Bronfragment:
------

Bets ruimde vlug de twee bordjes en kopjes weg. Het echtpaar Cohen verdween inmiddels naar hun slaapkamer, die aan de achterkant van ons huis, op de begane grond gelegen was.
Er werd inmiddels op de deur geklopt. Commies Vellinga van de Waalwljkse belastingdienst bleek aan de deur te staan. Deze kwam wel eens vaker aanlopen, om wat te buurten.
"Komt u binnen en neemt u plaats". Vellinga ginglinks naast de kachel zitten. "Hebt u misschien trek in een kopje koffie?" Na een kort inleidend babbeltje vertelt hij, dat zijn vrouw gehoord had, dat bij Van Alphen joodse mensen ondergedoken zaten. "Hoe komen ze daar nou bij?" zie ik. Ik deed net of ik kwaad werd. "Die joden, die hebben nogal wat uitgehaald; bedriegers en oplichters zijn het" of woorden van die strekking. "Joden, neen ik moet er niets van hebben; alhoewel, van de andere kant zou het wel wat zijn. Immers, de meeste joden zitten er goed bij en dan kon je er elke week geld van beuren." Vellinga veranderde van onderwerp en hij vroeg mij, of ik wellicht kans zag, om ergens wat pijptabak voor hem te bemachtigen. "Dat zou best kunnen zijn", antwoordde ik. Intussen trek ik de bovenste lade van mijn werkbank open en deze zat vol met pakjes rooktabak van Niemeijer! Vellinga kwam een beetje in zijn stoel omhoog en ziet de pakjes in de la liggen. "Wolken van genot" stond er op. Voor een dubbeltje verkocht ik hem een pakje van een half ons. Vellinga vulde meteen zijn pijp tot boven aan toe vol en stak hem op: "Wolken van genot!"

------

Opdracht A:
Leg aan de hand van het bronfragment uit waarom het volgens de woorden van de verteller toch "wel wat zou zijn" om joden in huis te hebben.

Aangeleverde gegevens:
------

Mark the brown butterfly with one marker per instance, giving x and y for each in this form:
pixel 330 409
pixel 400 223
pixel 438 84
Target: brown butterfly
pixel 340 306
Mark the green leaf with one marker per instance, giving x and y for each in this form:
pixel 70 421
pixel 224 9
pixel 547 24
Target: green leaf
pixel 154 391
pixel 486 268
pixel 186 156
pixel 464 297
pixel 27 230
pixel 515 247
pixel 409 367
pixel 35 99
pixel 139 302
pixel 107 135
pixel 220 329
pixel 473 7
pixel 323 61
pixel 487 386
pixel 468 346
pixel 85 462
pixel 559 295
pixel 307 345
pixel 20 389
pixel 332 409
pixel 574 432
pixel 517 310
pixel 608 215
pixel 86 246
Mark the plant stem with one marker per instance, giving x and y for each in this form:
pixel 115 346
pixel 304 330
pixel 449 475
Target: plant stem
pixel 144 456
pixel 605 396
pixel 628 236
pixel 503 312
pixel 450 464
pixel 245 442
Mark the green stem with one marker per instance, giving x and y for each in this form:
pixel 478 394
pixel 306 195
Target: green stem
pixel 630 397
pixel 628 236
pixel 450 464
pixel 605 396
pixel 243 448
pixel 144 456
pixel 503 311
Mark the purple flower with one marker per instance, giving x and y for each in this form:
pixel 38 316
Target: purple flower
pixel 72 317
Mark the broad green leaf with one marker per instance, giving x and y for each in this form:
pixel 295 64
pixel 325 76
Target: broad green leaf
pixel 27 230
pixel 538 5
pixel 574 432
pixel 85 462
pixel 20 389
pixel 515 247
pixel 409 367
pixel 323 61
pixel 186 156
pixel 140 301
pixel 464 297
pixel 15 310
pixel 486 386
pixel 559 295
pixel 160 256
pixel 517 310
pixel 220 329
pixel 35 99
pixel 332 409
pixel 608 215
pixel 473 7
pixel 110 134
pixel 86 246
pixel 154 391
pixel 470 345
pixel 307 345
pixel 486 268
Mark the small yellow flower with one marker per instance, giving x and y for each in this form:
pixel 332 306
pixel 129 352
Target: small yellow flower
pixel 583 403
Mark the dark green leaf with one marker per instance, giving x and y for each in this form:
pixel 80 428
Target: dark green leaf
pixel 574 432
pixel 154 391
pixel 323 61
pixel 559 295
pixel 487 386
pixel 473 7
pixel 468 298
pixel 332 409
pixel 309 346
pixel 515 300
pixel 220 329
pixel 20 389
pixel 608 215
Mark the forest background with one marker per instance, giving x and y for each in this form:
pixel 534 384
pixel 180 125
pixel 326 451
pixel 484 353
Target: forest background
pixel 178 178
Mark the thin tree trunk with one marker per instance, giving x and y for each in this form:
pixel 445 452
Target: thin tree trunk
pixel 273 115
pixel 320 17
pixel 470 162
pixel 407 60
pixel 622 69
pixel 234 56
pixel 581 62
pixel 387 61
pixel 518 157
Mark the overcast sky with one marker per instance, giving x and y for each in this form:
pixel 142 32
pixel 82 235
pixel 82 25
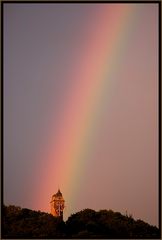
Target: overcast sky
pixel 81 107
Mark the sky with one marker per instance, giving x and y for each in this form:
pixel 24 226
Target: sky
pixel 81 107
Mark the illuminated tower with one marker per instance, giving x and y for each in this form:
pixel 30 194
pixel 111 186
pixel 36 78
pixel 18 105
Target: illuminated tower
pixel 57 204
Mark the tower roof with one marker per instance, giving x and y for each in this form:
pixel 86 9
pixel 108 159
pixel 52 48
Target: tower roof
pixel 58 194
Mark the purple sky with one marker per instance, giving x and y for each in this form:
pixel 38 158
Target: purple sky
pixel 41 45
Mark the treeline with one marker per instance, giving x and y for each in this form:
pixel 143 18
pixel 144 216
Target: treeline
pixel 104 224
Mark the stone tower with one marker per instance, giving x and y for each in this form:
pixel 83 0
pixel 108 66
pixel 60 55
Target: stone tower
pixel 57 204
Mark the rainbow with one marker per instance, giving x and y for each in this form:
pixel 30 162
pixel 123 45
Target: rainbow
pixel 69 147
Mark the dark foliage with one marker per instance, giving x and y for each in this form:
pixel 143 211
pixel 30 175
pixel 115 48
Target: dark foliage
pixel 25 223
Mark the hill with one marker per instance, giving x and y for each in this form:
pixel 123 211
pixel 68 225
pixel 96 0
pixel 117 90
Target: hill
pixel 25 223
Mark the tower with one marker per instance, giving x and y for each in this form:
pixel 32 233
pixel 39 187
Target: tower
pixel 57 204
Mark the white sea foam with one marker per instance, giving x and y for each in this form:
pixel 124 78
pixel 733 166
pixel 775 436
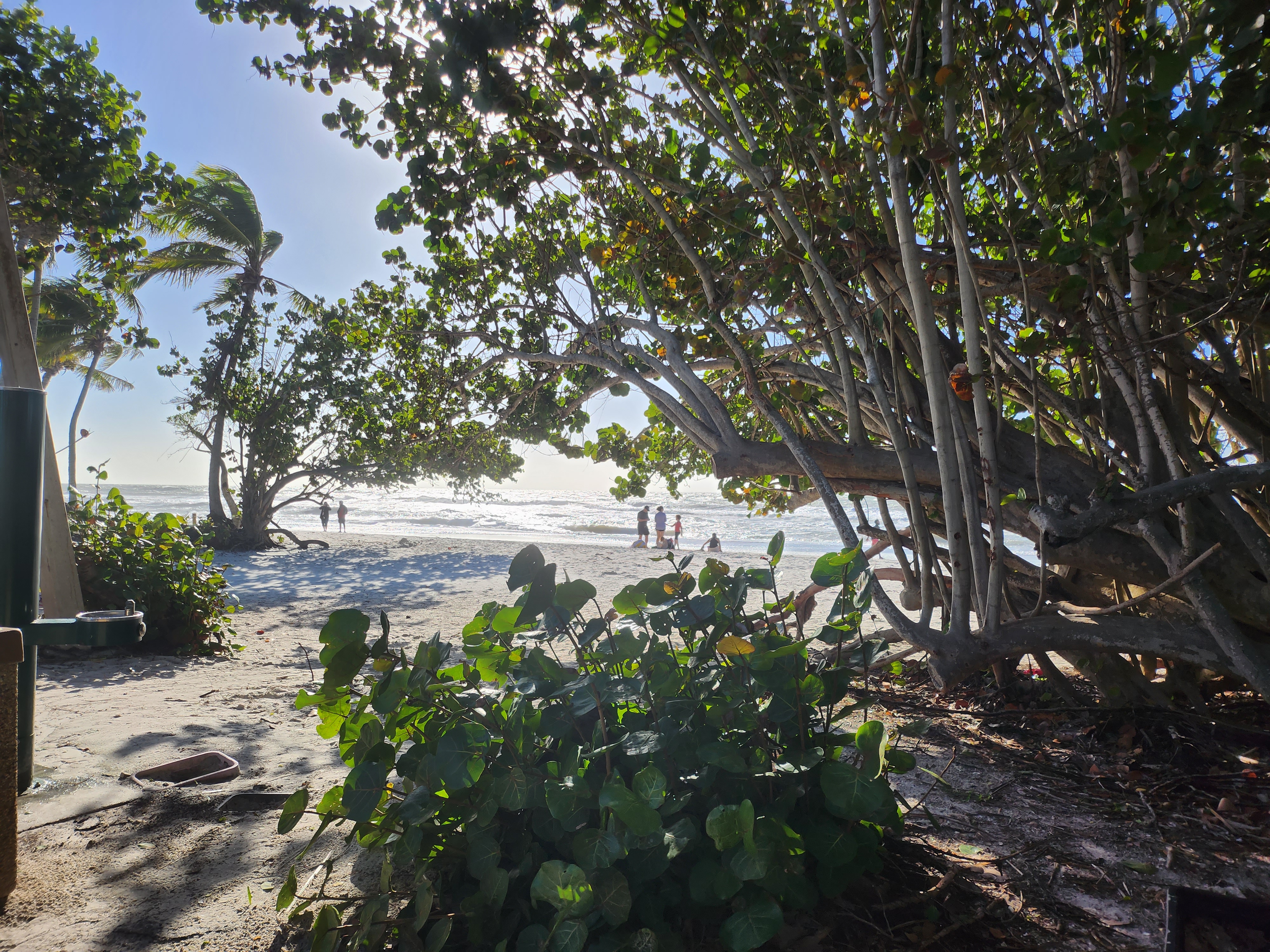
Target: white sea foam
pixel 585 517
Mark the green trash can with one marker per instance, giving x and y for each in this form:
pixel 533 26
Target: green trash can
pixel 22 498
pixel 22 502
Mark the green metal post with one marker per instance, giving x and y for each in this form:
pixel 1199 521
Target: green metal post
pixel 22 484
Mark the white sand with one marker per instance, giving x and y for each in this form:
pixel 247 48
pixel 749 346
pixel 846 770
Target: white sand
pixel 170 870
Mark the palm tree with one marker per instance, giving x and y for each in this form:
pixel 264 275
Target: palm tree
pixel 219 232
pixel 81 327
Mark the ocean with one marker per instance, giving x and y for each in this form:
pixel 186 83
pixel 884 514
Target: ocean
pixel 562 516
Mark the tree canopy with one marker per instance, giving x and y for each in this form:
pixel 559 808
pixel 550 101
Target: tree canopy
pixel 830 238
pixel 318 402
pixel 70 157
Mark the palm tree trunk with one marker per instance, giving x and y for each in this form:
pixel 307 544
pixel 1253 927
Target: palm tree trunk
pixel 37 282
pixel 79 406
pixel 217 506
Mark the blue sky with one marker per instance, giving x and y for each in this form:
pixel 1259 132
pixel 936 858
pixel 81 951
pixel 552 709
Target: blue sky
pixel 205 103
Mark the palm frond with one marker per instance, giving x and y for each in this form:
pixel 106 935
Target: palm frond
pixel 102 381
pixel 228 291
pixel 272 243
pixel 220 209
pixel 185 263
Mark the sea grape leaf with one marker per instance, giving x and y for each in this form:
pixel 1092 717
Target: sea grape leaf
pixel 829 842
pixel 596 850
pixel 900 761
pixel 364 790
pixel 512 790
pixel 572 596
pixel 631 601
pixel 483 854
pixel 542 595
pixel 460 758
pixel 638 743
pixel 712 573
pixel 439 935
pixel 725 756
pixel 639 817
pixel 418 807
pixel 613 897
pixel 777 548
pixel 293 809
pixel 754 926
pixel 650 786
pixel 570 936
pixel 872 742
pixel 533 939
pixel 345 626
pixel 565 887
pixel 731 824
pixel 525 568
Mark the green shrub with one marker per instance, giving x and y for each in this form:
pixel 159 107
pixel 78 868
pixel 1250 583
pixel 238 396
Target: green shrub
pixel 600 783
pixel 158 563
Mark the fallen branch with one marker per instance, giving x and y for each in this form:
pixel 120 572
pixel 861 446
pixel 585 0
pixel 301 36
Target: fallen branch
pixel 302 543
pixel 1069 609
pixel 1060 529
pixel 954 927
pixel 946 882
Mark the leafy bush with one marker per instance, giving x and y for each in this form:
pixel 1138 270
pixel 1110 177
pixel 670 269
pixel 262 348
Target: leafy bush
pixel 158 563
pixel 601 783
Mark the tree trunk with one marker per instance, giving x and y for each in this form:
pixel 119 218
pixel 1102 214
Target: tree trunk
pixel 59 576
pixel 217 507
pixel 37 282
pixel 76 413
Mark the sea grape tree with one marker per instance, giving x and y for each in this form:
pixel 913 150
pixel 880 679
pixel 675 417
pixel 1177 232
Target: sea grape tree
pixel 1004 263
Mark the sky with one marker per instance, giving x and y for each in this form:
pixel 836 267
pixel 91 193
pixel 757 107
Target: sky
pixel 206 103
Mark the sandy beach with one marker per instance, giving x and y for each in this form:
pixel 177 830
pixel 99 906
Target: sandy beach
pixel 109 866
pixel 170 870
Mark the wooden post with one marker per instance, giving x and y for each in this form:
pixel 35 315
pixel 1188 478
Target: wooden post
pixel 59 576
pixel 11 656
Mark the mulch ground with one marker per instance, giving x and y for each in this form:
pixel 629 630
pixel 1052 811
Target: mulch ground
pixel 1037 827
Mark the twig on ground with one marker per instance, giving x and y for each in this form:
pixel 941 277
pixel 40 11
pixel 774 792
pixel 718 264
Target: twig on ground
pixel 954 927
pixel 946 882
pixel 302 543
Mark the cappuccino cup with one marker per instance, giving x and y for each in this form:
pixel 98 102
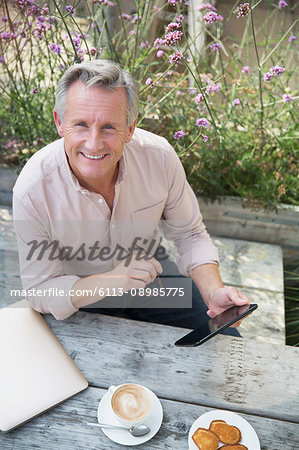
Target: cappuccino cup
pixel 131 403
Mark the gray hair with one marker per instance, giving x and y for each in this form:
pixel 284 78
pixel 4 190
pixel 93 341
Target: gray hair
pixel 101 73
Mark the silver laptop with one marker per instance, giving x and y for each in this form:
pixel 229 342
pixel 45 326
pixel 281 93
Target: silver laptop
pixel 36 373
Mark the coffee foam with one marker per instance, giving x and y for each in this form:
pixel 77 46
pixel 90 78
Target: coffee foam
pixel 131 402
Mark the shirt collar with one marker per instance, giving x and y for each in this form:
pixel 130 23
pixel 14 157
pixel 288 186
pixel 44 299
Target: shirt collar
pixel 72 180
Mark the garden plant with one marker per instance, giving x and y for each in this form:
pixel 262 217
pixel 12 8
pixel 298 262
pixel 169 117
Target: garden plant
pixel 229 109
pixel 229 106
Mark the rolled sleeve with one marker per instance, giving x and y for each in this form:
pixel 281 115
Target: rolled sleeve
pixel 43 279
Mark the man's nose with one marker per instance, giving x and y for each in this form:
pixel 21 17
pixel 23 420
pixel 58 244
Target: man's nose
pixel 94 142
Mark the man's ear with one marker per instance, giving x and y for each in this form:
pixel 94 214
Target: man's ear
pixel 58 124
pixel 131 130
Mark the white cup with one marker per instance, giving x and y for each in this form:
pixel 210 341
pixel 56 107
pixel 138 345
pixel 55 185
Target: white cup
pixel 130 403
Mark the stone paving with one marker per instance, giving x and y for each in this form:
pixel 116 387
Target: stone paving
pixel 256 268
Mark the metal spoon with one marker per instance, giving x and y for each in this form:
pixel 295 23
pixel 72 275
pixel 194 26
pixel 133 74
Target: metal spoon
pixel 135 430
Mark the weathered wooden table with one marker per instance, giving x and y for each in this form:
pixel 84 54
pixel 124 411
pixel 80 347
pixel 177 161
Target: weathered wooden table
pixel 258 381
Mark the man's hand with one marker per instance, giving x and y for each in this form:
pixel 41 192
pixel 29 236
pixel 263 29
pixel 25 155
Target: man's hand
pixel 217 297
pixel 224 298
pixel 137 274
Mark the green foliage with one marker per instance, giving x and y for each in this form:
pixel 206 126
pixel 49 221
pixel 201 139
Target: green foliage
pixel 291 282
pixel 249 147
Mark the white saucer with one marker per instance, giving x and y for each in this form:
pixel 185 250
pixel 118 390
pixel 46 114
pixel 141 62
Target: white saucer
pixel 249 436
pixel 154 421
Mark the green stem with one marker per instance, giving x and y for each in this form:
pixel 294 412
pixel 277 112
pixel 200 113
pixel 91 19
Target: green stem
pixel 67 28
pixel 259 72
pixel 204 97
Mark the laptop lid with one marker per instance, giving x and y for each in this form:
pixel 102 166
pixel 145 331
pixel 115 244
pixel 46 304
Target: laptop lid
pixel 36 373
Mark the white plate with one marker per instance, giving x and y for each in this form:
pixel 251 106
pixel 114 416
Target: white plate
pixel 154 421
pixel 249 436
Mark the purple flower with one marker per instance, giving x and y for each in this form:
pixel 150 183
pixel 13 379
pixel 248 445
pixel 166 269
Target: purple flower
pixel 213 88
pixel 180 18
pixel 216 46
pixel 267 76
pixel 6 36
pixel 149 82
pixel 246 69
pixel 211 17
pixel 172 37
pixel 158 42
pixel 277 70
pixel 93 51
pixel 243 10
pixel 287 98
pixel 207 6
pixel 202 122
pixel 76 41
pixel 172 26
pixel 236 102
pixel 104 2
pixel 134 20
pixel 55 48
pixel 176 57
pixel 282 4
pixel 199 98
pixel 70 9
pixel 144 44
pixel 179 134
pixel 125 16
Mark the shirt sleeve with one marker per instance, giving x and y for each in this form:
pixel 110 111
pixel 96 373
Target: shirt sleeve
pixel 183 220
pixel 42 275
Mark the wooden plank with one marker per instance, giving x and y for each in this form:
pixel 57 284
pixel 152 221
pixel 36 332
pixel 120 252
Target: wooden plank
pixel 229 218
pixel 64 428
pixel 225 372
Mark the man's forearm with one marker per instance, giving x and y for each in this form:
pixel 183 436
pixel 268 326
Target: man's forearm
pixel 207 279
pixel 88 290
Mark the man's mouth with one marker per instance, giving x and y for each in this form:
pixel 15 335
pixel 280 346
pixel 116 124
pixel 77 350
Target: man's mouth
pixel 94 157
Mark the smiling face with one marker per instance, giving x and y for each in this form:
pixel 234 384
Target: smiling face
pixel 95 131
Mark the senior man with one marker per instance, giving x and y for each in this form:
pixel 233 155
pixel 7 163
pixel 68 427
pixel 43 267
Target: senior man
pixel 105 185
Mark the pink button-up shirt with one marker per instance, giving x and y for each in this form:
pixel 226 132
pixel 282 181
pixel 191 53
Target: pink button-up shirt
pixel 53 213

------

Opdracht B:
Zet de regels uit de records om in een Markdown-tabel met de kolommen "Nummer" en "Regel", en laat lege regels weg. Begin bij de regel met "Mark the stone paving" en stop na de regel met "pixel 249 147".

Antwoord A:
Volgens de verteller zitten de meeste joden er goed bij. Daardoor zou je er elke week geld van kunnen beuren.

Antwoord B:
| Nummer | Regel |
|---|---|
| 1 | Mark the stone paving with one marker per instance, giving x and y for each in this form: |
| 2 | pixel 116 387 |
| 3 | Target: stone paving |
| 4 | pixel 256 268 |
| 5 | Mark the metal spoon with one marker per instance, giving x and y for each in this form: |
| 6 | pixel 295 23 |
| 7 | pixel 72 275 |
| 8 | pixel 194 26 |
| 9 | pixel 133 74 |
| 10 | Target: metal spoon |
| 11 | pixel 135 430 |
| 12 | Mark the weathered wooden table with one marker per instance, giving x and y for each in this form: |
| 13 | pixel 84 54 |
| 14 | pixel 124 411 |
| 15 | pixel 80 347 |
| 16 | pixel 177 161 |
| 17 | Target: weathered wooden table |
| 18 | pixel 258 381 |
| 19 | Mark the man's hand with one marker per instance, giving x and y for each in this form: |
| 20 | pixel 41 192 |
| 21 | pixel 29 236 |
| 22 | pixel 263 29 |
| 23 | pixel 25 155 |
| 24 | Target: man's hand |
| 25 | pixel 217 297 |
| 26 | pixel 224 298 |
| 27 | pixel 137 274 |
| 28 | Mark the green foliage with one marker per instance, giving x and y for each in this form: |
| 29 | pixel 206 126 |
| 30 | pixel 49 221 |
| 31 | pixel 201 139 |
| 32 | Target: green foliage |
| 33 | pixel 291 282 |
| 34 | pixel 249 147 |